## Data for the task:
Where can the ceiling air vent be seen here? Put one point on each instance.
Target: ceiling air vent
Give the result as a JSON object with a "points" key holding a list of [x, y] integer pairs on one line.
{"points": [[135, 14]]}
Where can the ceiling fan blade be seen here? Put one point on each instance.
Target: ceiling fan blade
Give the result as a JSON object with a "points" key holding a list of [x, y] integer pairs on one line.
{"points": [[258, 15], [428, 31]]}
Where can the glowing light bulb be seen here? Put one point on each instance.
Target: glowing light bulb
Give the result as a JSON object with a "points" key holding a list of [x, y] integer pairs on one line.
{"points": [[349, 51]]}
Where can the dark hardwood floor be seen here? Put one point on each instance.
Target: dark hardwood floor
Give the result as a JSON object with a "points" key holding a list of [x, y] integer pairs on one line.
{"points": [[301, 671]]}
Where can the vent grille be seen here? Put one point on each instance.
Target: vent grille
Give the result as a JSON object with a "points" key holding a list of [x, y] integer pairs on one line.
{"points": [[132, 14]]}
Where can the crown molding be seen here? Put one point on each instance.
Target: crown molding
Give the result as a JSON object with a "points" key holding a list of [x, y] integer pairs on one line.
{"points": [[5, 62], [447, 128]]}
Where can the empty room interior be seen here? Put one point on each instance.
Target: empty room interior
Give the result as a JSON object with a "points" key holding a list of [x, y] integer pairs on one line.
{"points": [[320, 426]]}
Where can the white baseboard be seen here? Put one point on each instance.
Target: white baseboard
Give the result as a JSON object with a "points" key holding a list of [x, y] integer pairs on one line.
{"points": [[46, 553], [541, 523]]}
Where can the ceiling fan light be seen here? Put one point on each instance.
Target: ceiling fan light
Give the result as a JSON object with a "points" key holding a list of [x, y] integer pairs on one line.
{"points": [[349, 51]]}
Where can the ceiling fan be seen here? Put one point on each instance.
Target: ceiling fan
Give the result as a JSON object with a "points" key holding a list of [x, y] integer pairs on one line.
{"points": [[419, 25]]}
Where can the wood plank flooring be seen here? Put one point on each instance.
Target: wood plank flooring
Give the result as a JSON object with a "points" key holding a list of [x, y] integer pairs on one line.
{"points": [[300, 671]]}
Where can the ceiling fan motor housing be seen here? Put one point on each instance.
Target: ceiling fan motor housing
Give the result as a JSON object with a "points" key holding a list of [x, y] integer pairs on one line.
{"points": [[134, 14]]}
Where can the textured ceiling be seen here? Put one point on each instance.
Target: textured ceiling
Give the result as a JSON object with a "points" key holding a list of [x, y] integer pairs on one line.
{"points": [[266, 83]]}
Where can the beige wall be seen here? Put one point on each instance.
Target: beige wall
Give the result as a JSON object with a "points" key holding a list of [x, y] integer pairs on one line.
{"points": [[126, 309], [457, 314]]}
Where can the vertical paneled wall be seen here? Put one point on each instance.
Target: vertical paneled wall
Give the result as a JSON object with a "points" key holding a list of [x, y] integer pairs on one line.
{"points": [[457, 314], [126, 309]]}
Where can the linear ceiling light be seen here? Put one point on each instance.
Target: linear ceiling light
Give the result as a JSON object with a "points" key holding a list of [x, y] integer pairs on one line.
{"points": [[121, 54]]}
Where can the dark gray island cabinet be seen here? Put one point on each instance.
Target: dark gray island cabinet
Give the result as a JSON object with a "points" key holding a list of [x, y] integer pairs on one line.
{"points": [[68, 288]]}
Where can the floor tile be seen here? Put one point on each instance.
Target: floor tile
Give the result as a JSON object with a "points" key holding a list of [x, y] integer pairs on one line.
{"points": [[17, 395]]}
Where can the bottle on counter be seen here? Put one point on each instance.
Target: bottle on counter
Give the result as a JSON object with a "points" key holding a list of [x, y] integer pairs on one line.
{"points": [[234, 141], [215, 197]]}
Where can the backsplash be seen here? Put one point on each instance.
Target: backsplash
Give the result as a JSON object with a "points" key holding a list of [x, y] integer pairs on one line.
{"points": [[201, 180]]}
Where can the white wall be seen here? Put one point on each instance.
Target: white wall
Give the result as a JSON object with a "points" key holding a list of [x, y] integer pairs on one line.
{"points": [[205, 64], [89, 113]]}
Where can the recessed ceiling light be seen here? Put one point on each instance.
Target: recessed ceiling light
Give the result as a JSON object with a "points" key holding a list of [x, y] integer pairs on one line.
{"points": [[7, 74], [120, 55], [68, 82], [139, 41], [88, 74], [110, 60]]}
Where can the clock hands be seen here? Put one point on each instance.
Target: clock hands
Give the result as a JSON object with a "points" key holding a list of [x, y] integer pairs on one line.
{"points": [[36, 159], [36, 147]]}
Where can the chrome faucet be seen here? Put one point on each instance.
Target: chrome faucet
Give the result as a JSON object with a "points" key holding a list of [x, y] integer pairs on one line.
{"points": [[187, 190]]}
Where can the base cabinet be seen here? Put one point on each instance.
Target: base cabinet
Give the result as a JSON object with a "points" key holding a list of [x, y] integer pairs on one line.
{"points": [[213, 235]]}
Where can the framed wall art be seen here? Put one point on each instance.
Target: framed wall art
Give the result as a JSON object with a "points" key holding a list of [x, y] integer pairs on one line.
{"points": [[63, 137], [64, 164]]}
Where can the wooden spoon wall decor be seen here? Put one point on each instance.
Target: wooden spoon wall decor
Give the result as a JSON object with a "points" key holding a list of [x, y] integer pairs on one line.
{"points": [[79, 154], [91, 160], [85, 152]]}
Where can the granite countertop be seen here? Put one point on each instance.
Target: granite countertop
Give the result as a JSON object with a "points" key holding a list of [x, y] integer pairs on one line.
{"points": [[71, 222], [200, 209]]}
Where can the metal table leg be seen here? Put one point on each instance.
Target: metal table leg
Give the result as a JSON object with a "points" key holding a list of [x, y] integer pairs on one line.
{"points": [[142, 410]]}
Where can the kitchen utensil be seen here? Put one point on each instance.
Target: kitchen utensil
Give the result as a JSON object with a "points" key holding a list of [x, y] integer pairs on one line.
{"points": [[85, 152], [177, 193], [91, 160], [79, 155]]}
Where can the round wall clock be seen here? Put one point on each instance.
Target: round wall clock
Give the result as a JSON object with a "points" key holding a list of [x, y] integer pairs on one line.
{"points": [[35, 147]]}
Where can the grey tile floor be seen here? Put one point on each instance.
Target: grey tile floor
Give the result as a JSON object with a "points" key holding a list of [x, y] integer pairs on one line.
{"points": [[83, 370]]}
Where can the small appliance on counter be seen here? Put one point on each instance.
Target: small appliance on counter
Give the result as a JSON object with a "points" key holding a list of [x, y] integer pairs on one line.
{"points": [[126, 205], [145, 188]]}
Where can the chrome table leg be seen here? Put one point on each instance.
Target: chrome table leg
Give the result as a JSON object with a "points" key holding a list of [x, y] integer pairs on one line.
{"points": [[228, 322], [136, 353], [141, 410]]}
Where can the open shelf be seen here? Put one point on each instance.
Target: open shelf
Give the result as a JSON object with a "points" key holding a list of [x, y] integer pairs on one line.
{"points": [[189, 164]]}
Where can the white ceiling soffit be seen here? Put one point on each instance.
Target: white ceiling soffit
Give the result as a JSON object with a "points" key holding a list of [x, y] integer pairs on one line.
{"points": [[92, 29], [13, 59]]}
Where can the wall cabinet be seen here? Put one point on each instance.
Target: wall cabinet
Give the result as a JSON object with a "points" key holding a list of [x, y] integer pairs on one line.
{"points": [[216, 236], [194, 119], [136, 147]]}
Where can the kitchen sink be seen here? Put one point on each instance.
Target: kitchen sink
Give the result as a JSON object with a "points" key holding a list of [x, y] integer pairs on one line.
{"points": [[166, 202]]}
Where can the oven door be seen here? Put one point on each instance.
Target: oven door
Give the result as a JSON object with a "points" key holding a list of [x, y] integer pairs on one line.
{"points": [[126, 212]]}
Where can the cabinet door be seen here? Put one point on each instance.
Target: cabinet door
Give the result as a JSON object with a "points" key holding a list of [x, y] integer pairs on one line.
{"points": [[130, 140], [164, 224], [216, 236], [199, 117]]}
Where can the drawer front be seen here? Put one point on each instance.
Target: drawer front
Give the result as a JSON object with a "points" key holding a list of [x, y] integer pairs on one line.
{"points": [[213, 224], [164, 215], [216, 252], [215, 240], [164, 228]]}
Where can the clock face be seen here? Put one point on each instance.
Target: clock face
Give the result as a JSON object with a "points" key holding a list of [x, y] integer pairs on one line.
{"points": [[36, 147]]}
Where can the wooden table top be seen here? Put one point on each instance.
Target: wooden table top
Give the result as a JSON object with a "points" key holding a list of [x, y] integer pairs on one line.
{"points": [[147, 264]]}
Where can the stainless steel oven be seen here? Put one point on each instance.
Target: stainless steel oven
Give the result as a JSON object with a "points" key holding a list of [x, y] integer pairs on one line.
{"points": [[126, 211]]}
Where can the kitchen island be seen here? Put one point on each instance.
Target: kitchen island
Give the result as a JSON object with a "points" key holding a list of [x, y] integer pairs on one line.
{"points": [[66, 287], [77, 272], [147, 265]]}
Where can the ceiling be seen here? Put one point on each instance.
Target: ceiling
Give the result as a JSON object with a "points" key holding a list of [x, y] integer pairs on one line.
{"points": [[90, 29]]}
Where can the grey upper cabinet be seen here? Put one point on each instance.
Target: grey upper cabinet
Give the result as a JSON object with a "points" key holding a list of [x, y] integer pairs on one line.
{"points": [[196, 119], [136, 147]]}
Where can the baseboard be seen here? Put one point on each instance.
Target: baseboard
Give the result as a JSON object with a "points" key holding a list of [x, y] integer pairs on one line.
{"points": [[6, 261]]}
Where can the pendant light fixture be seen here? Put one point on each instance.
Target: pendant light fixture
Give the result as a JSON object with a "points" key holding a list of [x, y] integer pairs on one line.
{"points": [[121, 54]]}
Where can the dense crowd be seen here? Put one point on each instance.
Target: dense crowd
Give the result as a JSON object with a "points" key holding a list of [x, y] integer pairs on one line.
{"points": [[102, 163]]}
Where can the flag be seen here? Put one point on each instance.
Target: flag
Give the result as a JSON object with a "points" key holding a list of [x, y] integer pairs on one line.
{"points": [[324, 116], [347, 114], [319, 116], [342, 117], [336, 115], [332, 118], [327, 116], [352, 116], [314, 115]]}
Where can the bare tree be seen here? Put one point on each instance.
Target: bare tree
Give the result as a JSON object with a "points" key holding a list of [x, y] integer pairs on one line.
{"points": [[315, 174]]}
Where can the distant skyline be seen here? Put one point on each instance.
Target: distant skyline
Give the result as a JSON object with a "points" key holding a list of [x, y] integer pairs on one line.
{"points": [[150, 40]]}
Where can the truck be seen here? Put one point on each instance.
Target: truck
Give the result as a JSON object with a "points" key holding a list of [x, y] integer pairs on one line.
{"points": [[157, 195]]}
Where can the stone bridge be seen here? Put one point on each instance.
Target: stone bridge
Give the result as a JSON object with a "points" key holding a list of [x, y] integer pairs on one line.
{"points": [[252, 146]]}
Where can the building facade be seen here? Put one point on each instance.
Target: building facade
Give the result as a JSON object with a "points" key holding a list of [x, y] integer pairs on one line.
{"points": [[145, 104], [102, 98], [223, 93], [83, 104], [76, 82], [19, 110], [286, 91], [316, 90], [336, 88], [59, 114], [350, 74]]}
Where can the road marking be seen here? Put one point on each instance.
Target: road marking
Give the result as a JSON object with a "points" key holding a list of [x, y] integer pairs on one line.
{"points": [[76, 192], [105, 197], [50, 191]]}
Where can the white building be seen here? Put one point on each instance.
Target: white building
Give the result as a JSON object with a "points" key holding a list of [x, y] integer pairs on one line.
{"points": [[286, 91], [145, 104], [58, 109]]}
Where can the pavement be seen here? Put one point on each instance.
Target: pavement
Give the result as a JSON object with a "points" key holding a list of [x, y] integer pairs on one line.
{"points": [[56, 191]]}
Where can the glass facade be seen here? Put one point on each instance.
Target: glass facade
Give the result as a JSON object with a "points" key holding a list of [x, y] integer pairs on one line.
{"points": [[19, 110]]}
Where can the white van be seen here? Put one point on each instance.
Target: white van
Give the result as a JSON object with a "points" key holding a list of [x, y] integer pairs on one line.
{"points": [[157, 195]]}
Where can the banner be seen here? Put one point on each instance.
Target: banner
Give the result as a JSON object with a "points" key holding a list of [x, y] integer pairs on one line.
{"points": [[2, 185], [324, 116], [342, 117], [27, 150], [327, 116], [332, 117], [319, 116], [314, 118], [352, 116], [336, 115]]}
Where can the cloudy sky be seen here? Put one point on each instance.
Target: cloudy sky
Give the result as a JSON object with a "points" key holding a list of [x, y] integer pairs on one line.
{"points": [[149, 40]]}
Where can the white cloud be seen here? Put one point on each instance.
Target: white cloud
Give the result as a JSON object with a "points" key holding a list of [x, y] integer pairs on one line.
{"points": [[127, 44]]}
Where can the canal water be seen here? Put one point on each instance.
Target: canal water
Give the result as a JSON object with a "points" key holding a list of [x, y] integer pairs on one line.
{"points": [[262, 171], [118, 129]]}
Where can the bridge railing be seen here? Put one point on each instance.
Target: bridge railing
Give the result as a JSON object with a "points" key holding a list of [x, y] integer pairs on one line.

## Task:
Copy out exactly the lines between the line with "Where can the cloudy" and the last line of the entries, counting both of those lines.

## Expected answer:
Where can the cloudy sky be seen here? Put one point on each instance.
Target: cloudy sky
Give the result as a JSON object with a "points" key holding a list of [x, y] integer pairs on one line.
{"points": [[149, 40]]}
Where can the white cloud be seen here? Put one point on each instance.
Target: white cloud
Give the result as a JSON object with a "points" key holding a list of [x, y] integer pairs on one line.
{"points": [[127, 44]]}
Where can the canal water be seen here? Put one point on each instance.
Target: canal water
Give the result as a JSON object with a "points" key holding a list of [x, y] integer pairs on one line.
{"points": [[262, 171], [118, 129]]}
Where can the bridge railing be seen here? Put one point on each instance.
Target: bridge railing
Give the result as a JSON object with a "points" key holding a list of [x, y] integer pairs on one line.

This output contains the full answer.